• Problems to solve:
(1) Decide whether each statement below agrees with the report on Lee Kuan Yew's death, answering yes or no and quoting the deciding words from it. (a) Lee died at Singapore General Hospital, where he had been admitted with pneumonia. (b) Lee's body will lie in state at parliament from Monday to Sunday. (c) Lee held power in Singapore for two decades.
(2) Extend the report on Lee Kuan Yew's death with a few more paragraphs that follow on from its final sentence.

SINGAPORE (Reuters) - Lee Kuan Yew, Singapore’s first prime minister, died on Monday aged 91, triggering a flood of tributes to the man who oversaw the tiny city-state’s rapid rise from a British colonial backwater to a global trade and financial center.
U.S. President Barack Obama described Lee, who ruled Singapore for three decades, as “a true giant of history” whose advice on governance and economic development had been sought by other world leaders down the years.
Lee had receded from public and political life over the past few years, but he was still seen as an influential figure in the government of Prime Minister Lee Hsien Loong, his oldest son.
In his lifetime, Lee drew praise for his market-friendly policies but also criticism at home and abroad for his strict controls over the press, public protest and political opponents.
“The prime minister is deeply grieved to announce the passing of Mr Lee Kuan Yew, the founding prime minister of Singapore,” the Prime Minister’s Office said in a statement.
He died at 3:18am local time (3:18 p.m. EDT) at Singapore General Hospital, where he had been admitted on Feb. 5 suffering from pneumonia.
The government has declared a period of national mourning until his funeral on Sunday. Lee’s family will hold a private wake in the next two days, then his body will lie in state at parliament from Wednesday to Saturday.
Thousands of people had been leaving flowers and cards at the hospital over the past three days, praying for his recovery, and many rushed back there when they awoke to the news of his death.
“I‘m so sad. He is my idol. He’s been so good to me, my family and everyone,” said Lua Su Yean, 64. “His biggest achievement is that from zero he’s built up today’s Singapore.”
“Harry” Lee became Singapore’s first prime minister in 1959 and held onto power for 31 years, overseeing the island’s transformation from a port city battling crime and poverty into one of Asia’s most prosperous nations.

• Information given:
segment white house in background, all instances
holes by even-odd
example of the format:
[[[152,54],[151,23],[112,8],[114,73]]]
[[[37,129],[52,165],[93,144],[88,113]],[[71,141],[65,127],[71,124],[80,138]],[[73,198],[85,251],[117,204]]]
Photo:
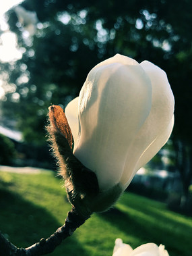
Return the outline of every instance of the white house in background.
[[[0,134],[6,136],[10,139],[18,143],[22,142],[22,134],[21,132],[9,129],[7,128],[0,126]]]

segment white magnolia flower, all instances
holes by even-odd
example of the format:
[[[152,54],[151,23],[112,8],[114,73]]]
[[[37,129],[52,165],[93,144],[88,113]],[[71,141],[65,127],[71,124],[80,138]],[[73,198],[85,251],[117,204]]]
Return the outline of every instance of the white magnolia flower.
[[[153,243],[144,244],[133,250],[129,245],[123,243],[120,238],[115,240],[113,256],[168,256],[164,246]]]
[[[88,74],[65,108],[75,156],[96,174],[100,191],[123,191],[168,140],[174,97],[166,73],[117,54]]]

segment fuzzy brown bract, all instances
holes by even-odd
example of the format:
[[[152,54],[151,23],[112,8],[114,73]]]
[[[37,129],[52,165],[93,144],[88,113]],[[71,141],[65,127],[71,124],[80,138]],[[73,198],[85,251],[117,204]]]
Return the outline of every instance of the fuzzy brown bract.
[[[58,160],[59,174],[65,180],[69,199],[83,215],[90,215],[90,209],[87,206],[82,207],[83,201],[88,197],[94,197],[99,193],[96,176],[73,154],[73,136],[63,109],[58,105],[51,106],[49,116],[49,140]],[[78,207],[79,204],[81,206]]]

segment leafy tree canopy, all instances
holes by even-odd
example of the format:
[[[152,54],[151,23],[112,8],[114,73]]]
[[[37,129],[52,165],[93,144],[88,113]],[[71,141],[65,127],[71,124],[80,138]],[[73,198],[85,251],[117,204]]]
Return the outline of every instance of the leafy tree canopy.
[[[90,69],[119,53],[166,72],[176,100],[174,136],[191,143],[191,1],[26,0],[20,6],[28,19],[15,8],[7,16],[22,57],[1,68],[9,82],[4,113],[16,117],[26,140],[43,140],[47,107],[65,107]]]

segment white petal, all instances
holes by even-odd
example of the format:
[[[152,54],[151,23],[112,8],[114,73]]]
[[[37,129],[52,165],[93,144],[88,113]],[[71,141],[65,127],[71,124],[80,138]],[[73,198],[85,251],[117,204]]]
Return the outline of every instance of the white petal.
[[[166,73],[149,61],[143,61],[140,65],[151,80],[152,105],[150,115],[127,153],[125,171],[121,178],[125,188],[137,171],[165,144],[173,127],[174,101]]]
[[[79,132],[78,99],[79,97],[73,99],[65,109],[65,113],[73,134],[74,147],[77,143]]]
[[[135,249],[130,256],[160,256],[159,247],[153,242],[142,245]]]
[[[79,94],[81,131],[74,155],[96,173],[101,189],[119,182],[151,100],[148,76],[129,57],[115,55],[89,73]]]

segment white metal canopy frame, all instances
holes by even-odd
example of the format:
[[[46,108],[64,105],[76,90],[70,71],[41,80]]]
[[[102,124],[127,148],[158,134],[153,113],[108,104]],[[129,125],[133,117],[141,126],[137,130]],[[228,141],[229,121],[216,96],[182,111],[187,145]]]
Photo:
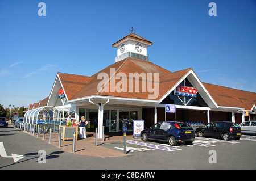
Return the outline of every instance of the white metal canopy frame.
[[[54,107],[43,106],[28,110],[24,115],[24,123],[37,124],[42,119],[48,123],[53,121],[55,124],[60,124],[61,113]]]

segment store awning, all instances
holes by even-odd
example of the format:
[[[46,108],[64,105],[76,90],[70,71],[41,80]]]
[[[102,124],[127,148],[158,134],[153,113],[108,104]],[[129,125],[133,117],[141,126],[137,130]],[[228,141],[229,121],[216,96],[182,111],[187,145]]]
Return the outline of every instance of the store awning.
[[[58,109],[52,106],[42,106],[27,111],[24,115],[24,122],[38,124],[40,119],[44,122],[58,121],[61,114]]]

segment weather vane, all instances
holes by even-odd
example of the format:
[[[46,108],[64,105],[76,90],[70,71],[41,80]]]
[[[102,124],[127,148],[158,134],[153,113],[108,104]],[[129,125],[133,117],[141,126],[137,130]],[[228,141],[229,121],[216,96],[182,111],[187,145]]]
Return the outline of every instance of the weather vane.
[[[129,29],[129,31],[133,33],[133,32],[135,31],[135,30],[131,27],[131,29]]]

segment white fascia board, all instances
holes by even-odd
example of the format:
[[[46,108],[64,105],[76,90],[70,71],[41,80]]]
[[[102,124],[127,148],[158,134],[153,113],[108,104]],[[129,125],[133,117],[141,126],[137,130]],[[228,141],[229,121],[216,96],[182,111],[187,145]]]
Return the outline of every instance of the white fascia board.
[[[227,110],[230,110],[230,111],[243,111],[245,110],[244,108],[241,108],[241,107],[230,107],[230,106],[219,106],[218,107],[218,109],[214,111],[225,111]]]
[[[74,103],[79,103],[80,102],[88,100],[89,99],[90,99],[92,100],[93,99],[104,99],[104,100],[107,100],[108,99],[109,99],[109,100],[114,100],[133,102],[146,102],[149,103],[156,103],[156,104],[159,104],[160,103],[159,100],[156,100],[128,98],[123,97],[114,97],[114,96],[102,96],[102,95],[92,95],[90,96],[78,98],[76,99],[71,100],[68,102]]]

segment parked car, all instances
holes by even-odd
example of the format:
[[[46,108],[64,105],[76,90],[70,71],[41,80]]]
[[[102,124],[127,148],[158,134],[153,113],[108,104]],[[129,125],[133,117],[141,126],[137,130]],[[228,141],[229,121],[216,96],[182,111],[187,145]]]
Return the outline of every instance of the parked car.
[[[203,127],[196,129],[196,134],[199,137],[221,137],[224,140],[229,140],[233,137],[238,140],[242,136],[241,128],[237,123],[229,121],[214,121]]]
[[[19,117],[15,121],[15,127],[18,127],[19,124],[23,124],[23,117]]]
[[[6,120],[5,117],[0,117],[0,128],[7,128],[8,121]]]
[[[245,121],[239,125],[243,134],[256,134],[256,121]]]
[[[142,131],[141,137],[144,141],[148,140],[164,141],[171,146],[175,146],[177,142],[181,141],[192,144],[195,135],[194,129],[187,123],[163,121]]]

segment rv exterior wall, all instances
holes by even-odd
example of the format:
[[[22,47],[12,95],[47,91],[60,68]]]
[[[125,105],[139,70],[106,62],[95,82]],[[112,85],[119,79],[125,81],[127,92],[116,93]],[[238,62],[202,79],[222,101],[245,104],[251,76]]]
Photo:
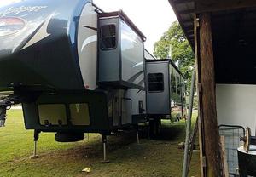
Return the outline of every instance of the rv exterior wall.
[[[120,52],[122,60],[122,80],[144,87],[144,46],[141,37],[121,19]]]
[[[115,42],[116,44],[112,49],[102,48],[102,35],[100,37],[99,46],[99,82],[116,82],[120,81],[120,59],[119,59],[119,30],[118,30],[119,19],[108,18],[100,20],[101,32],[102,31],[102,26],[115,26]]]
[[[169,81],[169,61],[147,62],[147,109],[148,114],[169,115],[171,113],[170,105],[170,81]],[[162,90],[148,90],[148,75],[162,74],[164,88]]]
[[[100,17],[99,26],[99,83],[119,88],[143,88],[142,37],[119,16]]]
[[[255,134],[256,86],[217,84],[218,124],[250,127]]]
[[[78,54],[84,86],[96,88],[97,71],[97,14],[90,3],[82,11],[78,28]]]

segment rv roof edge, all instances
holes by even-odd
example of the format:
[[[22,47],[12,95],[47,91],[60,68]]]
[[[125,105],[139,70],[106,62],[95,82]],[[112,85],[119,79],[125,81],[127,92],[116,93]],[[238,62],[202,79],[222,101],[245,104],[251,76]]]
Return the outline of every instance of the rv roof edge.
[[[170,64],[177,70],[177,71],[182,76],[183,79],[185,79],[184,75],[179,71],[175,63],[170,59],[159,59],[159,60],[148,60],[146,59],[146,62],[157,62],[157,61],[169,61]]]
[[[131,20],[131,19],[124,13],[124,11],[115,11],[99,14],[99,18],[108,18],[113,16],[119,16],[124,20],[140,36],[143,42],[146,41],[147,37],[136,26],[136,25]]]

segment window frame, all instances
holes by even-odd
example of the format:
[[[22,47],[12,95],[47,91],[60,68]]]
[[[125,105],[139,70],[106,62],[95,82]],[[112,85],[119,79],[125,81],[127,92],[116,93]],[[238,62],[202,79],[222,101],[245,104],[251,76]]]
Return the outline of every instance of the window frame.
[[[104,26],[114,26],[114,30],[115,30],[115,33],[114,33],[114,36],[113,36],[112,37],[114,37],[114,46],[113,47],[112,47],[112,48],[104,48],[103,47],[103,38],[107,38],[107,37],[102,37],[102,28],[104,27]],[[100,29],[100,37],[101,37],[101,49],[102,50],[112,50],[112,49],[116,49],[117,48],[117,46],[118,46],[118,29],[117,29],[117,26],[115,25],[115,24],[108,24],[108,25],[103,25],[103,26],[101,26],[101,29]],[[110,38],[110,37],[108,37],[108,38]]]
[[[157,74],[160,74],[161,75],[161,82],[157,82],[158,83],[158,84],[160,84],[160,84],[162,85],[162,89],[158,89],[158,90],[149,90],[149,88],[150,88],[150,87],[149,87],[149,85],[150,85],[150,82],[149,82],[149,80],[148,80],[148,76],[149,75],[157,75]],[[164,92],[165,91],[165,75],[163,74],[163,73],[161,73],[161,72],[156,72],[156,73],[148,73],[148,75],[147,75],[147,84],[148,84],[148,93],[161,93],[161,92]]]

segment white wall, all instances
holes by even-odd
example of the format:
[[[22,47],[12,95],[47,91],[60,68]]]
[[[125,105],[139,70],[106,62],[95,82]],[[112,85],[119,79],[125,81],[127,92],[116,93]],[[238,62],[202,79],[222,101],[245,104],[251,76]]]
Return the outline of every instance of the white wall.
[[[217,84],[217,116],[218,124],[256,127],[256,85]]]

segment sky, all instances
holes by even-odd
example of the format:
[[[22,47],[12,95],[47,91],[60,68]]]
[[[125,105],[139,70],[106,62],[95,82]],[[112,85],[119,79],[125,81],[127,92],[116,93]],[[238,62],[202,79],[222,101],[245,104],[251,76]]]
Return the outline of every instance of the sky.
[[[20,1],[22,0],[0,0],[0,7]],[[93,0],[93,2],[106,12],[122,9],[147,37],[145,48],[152,54],[154,43],[160,40],[172,22],[177,20],[168,0]]]

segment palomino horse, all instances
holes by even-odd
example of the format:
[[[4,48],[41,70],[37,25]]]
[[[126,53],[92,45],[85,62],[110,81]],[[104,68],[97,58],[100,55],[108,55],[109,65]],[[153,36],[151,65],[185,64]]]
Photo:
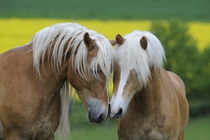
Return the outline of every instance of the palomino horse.
[[[110,117],[121,118],[120,140],[183,140],[189,110],[185,86],[162,68],[165,54],[150,32],[116,36]]]
[[[104,36],[64,23],[1,54],[0,120],[6,140],[54,139],[58,126],[60,139],[68,138],[68,82],[91,122],[106,119],[113,53]]]

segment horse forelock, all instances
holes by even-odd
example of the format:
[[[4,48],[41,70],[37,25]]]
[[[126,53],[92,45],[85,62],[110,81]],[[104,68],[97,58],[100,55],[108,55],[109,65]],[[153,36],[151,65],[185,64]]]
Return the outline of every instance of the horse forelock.
[[[45,55],[50,52],[52,52],[52,55],[49,56],[52,60],[52,68],[54,71],[59,70],[62,66],[62,60],[65,60],[68,52],[71,50],[71,57],[75,56],[74,61],[72,61],[74,70],[83,78],[88,79],[89,74],[85,71],[88,50],[83,41],[85,32],[90,34],[91,39],[98,46],[98,52],[91,61],[89,69],[97,72],[97,66],[99,65],[107,79],[109,79],[114,56],[111,44],[104,36],[74,23],[55,24],[42,29],[33,36],[33,63],[35,70],[40,73],[40,66],[44,61]],[[94,73],[94,76],[99,78],[97,73]]]
[[[143,49],[140,39],[147,39],[147,48]],[[150,77],[150,68],[158,70],[162,67],[165,60],[164,49],[155,35],[150,32],[134,31],[125,35],[125,42],[117,46],[116,61],[121,70],[135,70],[140,82],[146,85]]]

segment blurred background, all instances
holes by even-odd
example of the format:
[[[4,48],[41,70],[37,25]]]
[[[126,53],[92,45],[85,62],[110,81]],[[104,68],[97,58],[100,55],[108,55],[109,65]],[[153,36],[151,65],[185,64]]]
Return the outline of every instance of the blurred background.
[[[60,22],[77,22],[109,39],[135,29],[153,32],[165,48],[164,67],[186,85],[190,121],[185,139],[210,140],[209,0],[0,0],[0,53]],[[72,102],[72,140],[116,140],[117,123],[91,124],[79,99]]]

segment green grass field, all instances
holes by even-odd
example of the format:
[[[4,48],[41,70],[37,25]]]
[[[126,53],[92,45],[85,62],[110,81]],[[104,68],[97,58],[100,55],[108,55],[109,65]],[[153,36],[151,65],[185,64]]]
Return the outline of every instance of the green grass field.
[[[210,20],[209,0],[1,0],[0,17]]]
[[[91,124],[87,111],[80,103],[72,108],[70,123],[72,140],[117,140],[117,120]],[[210,140],[210,116],[190,119],[185,140]]]

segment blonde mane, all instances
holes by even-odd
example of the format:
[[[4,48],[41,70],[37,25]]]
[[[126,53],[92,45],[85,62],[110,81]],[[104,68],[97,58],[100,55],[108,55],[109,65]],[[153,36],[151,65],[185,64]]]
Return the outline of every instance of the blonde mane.
[[[140,46],[142,37],[147,39],[147,48]],[[117,47],[116,59],[121,69],[134,69],[140,82],[146,85],[150,77],[150,68],[160,69],[165,60],[165,53],[161,42],[152,33],[134,31],[125,35],[125,42]]]
[[[83,36],[88,32],[90,37],[98,46],[97,56],[91,60],[89,71],[85,70],[87,61],[87,47],[84,44]],[[50,27],[46,27],[37,32],[31,41],[33,45],[33,65],[35,70],[40,74],[40,67],[43,64],[46,54],[51,62],[52,69],[56,72],[62,68],[63,61],[71,52],[70,57],[75,56],[72,61],[74,70],[84,79],[89,79],[89,72],[96,78],[100,78],[97,74],[97,68],[100,66],[105,74],[107,81],[111,76],[111,66],[113,63],[112,46],[104,36],[89,30],[75,23],[60,23]],[[67,46],[67,48],[66,48]],[[107,82],[108,83],[108,82]],[[57,133],[59,139],[68,139],[70,134],[68,111],[69,111],[69,86],[68,81],[65,82],[60,91],[61,95],[61,119]]]

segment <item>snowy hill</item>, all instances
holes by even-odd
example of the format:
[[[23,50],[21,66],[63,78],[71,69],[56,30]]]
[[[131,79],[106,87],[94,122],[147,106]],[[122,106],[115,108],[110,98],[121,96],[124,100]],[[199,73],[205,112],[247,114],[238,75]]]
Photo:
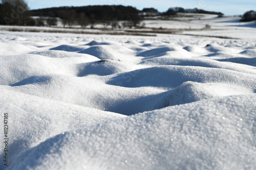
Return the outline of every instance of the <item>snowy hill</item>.
[[[255,169],[255,31],[210,19],[241,39],[0,32],[0,169]]]

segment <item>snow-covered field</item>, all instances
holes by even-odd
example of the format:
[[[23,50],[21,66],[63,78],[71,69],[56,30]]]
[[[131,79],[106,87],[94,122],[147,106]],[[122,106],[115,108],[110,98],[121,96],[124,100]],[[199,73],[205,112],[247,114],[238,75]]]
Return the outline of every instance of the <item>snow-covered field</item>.
[[[222,27],[241,39],[0,32],[0,169],[255,169],[255,31]]]

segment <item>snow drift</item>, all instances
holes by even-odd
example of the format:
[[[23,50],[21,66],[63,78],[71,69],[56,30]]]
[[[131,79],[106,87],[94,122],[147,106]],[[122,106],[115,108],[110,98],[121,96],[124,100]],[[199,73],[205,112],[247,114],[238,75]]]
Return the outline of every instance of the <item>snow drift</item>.
[[[252,42],[1,36],[1,169],[256,168]]]

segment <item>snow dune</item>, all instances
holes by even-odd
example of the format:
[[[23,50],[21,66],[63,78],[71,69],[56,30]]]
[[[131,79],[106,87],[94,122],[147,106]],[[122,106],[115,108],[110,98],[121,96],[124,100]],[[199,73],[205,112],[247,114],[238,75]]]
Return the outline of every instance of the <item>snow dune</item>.
[[[1,169],[256,168],[246,40],[1,36]]]

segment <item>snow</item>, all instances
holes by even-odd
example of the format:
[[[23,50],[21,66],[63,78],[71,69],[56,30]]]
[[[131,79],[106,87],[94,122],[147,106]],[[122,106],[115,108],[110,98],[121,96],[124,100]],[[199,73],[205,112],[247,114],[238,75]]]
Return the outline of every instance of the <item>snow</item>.
[[[189,22],[240,39],[1,31],[0,169],[255,169],[256,37],[234,18]]]

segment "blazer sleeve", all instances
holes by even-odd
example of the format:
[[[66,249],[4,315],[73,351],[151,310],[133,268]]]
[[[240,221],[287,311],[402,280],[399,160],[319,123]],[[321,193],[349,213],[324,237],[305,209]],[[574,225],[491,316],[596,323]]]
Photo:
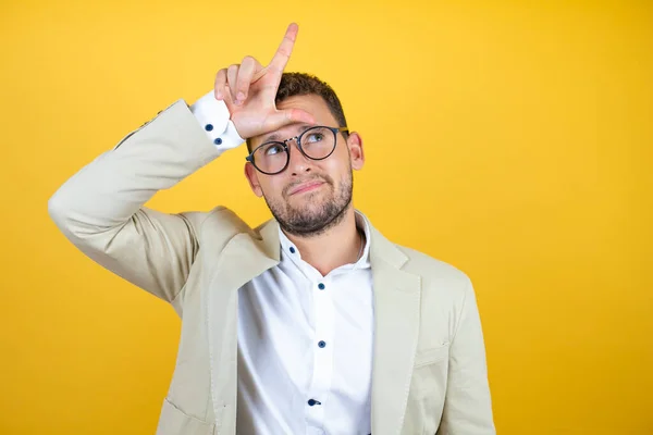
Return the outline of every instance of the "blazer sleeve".
[[[438,435],[494,435],[483,333],[473,287],[468,278],[458,315]]]
[[[172,302],[198,251],[205,213],[167,214],[144,204],[219,154],[178,100],[67,179],[49,199],[49,214],[90,259]]]

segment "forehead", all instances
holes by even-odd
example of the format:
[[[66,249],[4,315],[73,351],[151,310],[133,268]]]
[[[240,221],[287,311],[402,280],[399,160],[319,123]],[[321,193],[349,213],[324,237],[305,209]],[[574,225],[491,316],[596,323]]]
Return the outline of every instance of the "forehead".
[[[317,95],[305,95],[288,97],[285,100],[276,103],[276,109],[300,109],[310,113],[316,120],[316,125],[337,126],[335,117],[329,110],[329,105]],[[288,137],[295,136],[298,133],[309,127],[305,123],[294,123],[279,128],[274,132],[268,132],[264,135],[256,136],[251,138],[251,144],[256,147],[257,145],[270,141],[270,140],[284,140]]]

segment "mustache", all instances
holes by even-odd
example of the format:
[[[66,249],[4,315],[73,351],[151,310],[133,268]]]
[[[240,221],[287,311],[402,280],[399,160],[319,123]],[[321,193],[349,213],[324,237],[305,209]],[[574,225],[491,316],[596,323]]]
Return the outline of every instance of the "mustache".
[[[304,184],[304,183],[310,183],[310,182],[322,182],[322,183],[326,183],[329,185],[333,185],[333,181],[331,179],[331,177],[329,175],[324,175],[324,176],[317,175],[317,176],[299,179],[297,182],[293,182],[293,183],[288,184],[283,189],[283,196],[287,196],[288,191],[291,191],[291,189],[294,189],[296,186],[299,186],[300,184]]]

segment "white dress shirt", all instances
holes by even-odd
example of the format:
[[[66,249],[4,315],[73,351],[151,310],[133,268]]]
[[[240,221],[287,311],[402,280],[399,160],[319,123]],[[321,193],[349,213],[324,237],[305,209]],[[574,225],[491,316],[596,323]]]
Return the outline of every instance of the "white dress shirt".
[[[220,150],[244,141],[213,91],[190,110]],[[322,276],[280,229],[280,263],[238,290],[238,434],[371,433],[370,234],[358,211],[356,225],[367,240],[356,263]]]

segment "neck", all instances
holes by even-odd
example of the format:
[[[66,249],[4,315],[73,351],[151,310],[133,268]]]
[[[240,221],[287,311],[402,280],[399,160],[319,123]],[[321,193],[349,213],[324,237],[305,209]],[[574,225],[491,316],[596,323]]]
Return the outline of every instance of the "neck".
[[[359,252],[365,244],[356,229],[356,212],[354,207],[345,211],[344,219],[324,233],[303,237],[284,232],[301,252],[301,260],[316,268],[322,276],[341,265],[358,261]]]

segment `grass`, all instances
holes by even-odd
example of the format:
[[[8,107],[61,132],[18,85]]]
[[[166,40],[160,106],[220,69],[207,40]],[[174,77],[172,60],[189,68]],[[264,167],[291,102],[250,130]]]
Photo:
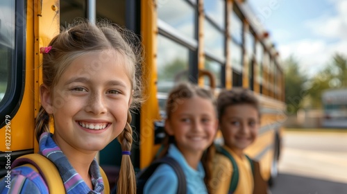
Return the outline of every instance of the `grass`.
[[[346,128],[292,128],[285,127],[287,132],[347,132]]]

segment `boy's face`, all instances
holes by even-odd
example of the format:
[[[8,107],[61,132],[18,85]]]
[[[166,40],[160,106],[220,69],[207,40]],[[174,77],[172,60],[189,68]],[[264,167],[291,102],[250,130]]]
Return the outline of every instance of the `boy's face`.
[[[257,136],[260,125],[259,113],[251,105],[229,106],[226,108],[219,125],[226,146],[240,152]]]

• Written answers:
(1)
(a) Yes: "at Singapore General Hospital, where he had been admitted on Feb. 5 suffering from pneumonia"
(b) No: "lie in state at parliament from Wednesday to Saturday"
(c) No: "held onto power for 31 years"

(2)
Even after stepping down as leader in 1990 - signing off as the world’s then longest-serving prime minister - the acerbic Lee stayed on in the cabinet until 2011. He was a member of parliament until his death.
His leadership of Singapore was seen as a model for developing countries across the world, and politicians of all stripes said they took inspiration from his policies.
“Minister Mentor Lee’s views and insights on Asian dynamics and economic management were respected by many around the world, and no small number of this and past generations of world leaders have sought his advice on governance and development,” Obama said in a statement.
Thousands are expected to pay their respects at the Istana, or presidential palace, a grand colonial-era building where a condolence book has been set up.
“My tears welled up as I received the sad news,” said another former Singapore prime minister, Goh Chok Tong, who succeeded Lee. “He was my leader, mentor, inspiration, the man I looked up to most,” Goh posted on Facebook.
Dozens of world leaders are expected to travel to Singapore for Lee’s funeral. His wife, Kwa Geok Choo, was the last Singaporean to be given a state funeral. In 2010 her coffin was carried on a ceremonial gun carriage to a suburban crematorium.
“As Singapore marks its 50th anniversary of independence this year, its founding father will be remembered as one of the most inspiring Asian leaders,” U.N. Secretary-General Ban Ki-moon said in a statement.
Lee, a British-educated lawyer, is credited with building Singapore into one of the world’s wealthiest nations on a per capita basis with a strong, pervasive role for the state and little patience for dissent.
Singapore is now home to many of the world’s ultra-rich, lured by low taxes and a high standard of living.
“His was a voice that spoke clearly and directly, even if his views might be controversial,” said Simon Tay, chairman of the Singapore Institute of International Affairs.
Lee, a fourth-generation Singaporean, co-founded the People’s Action Party (PAP), which has ruled the city since 1959 and led the newly born country when it was separated from Malaysia in 1965.
He stepped down as prime minister in 1990, handing power to Goh Chok Tong, but remained influential as senior minister in Goh’s cabinet and later as “minister mentor” when his eldest son, Lee Hsien Loong, became prime minister in 2004.
The older Lee advocated free-wheeling market capitalism while keeping tight control over social behavior, from banning chewing gum to caning graffitists.
Lee wrote a handful of books and voiced strong opinions on everything from eugenics and the “slothful” sport of golf to fengshui and astrology, which he decried as “utter rubbish!”